→ TASK DIRECTIONS
Put every row below into a two-column CSV with the headers query_text and points. Use one line per row, with its full text in the first field and its answer in the second. Wrap each field in double quotes and turn line breaks into spaces.

→ RECORDS SHOWN

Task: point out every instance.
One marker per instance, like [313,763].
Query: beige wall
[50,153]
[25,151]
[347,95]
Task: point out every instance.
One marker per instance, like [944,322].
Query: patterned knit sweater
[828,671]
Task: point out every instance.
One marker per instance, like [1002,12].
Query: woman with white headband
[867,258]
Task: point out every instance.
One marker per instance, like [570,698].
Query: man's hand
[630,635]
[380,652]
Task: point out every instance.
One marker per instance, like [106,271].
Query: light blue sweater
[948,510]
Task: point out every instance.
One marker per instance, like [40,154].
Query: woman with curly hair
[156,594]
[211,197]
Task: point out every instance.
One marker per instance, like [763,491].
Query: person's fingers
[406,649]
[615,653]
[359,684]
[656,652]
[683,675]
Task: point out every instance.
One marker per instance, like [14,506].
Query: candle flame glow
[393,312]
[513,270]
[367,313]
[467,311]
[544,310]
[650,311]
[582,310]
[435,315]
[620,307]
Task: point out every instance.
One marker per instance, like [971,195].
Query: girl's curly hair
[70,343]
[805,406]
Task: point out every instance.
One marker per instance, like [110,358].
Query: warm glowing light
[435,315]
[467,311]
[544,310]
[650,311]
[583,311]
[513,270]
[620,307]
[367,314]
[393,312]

→ THE REPLY
query_text,points
"Task: point out every instance. One marker per instance, like [313,763]. Query: beige wall","[50,153] [25,151] [347,95]"
"Task: point out every instance. One marker per instance, like [944,322]. Query: patterned knit sweater","[828,671]"
"Task: point out every instance. One marker per instance, like [1002,12]. Query: woman with white headband","[867,258]"
"Task: point out every instance. One marker per instance, like [570,698]. Query: man's hand","[630,635] [380,652]"
"Task: point out every instance. One marker per instance, like [106,271]. Query: light blue sweater","[948,510]"
"Task: point out every instance. One marker per instance, like [40,154]. Query: woman with curly hair","[156,594] [211,197]"
"Task: point out every instance. One marker per instance, like [763,491]. Query: person's fingers","[406,649] [615,653] [359,684] [656,652] [683,675]"
"Task: point out every instance. One marker per instance, like [14,506]. Query: candle flame glow","[393,312] [513,270] [367,313] [467,311] [544,310] [650,311] [582,310] [435,315] [620,307]"
"Task: point out every instance. One marker per instance, like [971,195]. Query: girl's curly hair","[70,343] [805,406]"
"Task: point out every instance. One marker per instance, like [110,358]. Query: warm glowing light","[435,315] [467,311] [544,310] [650,311] [583,311] [513,270] [620,307] [367,314] [393,312]"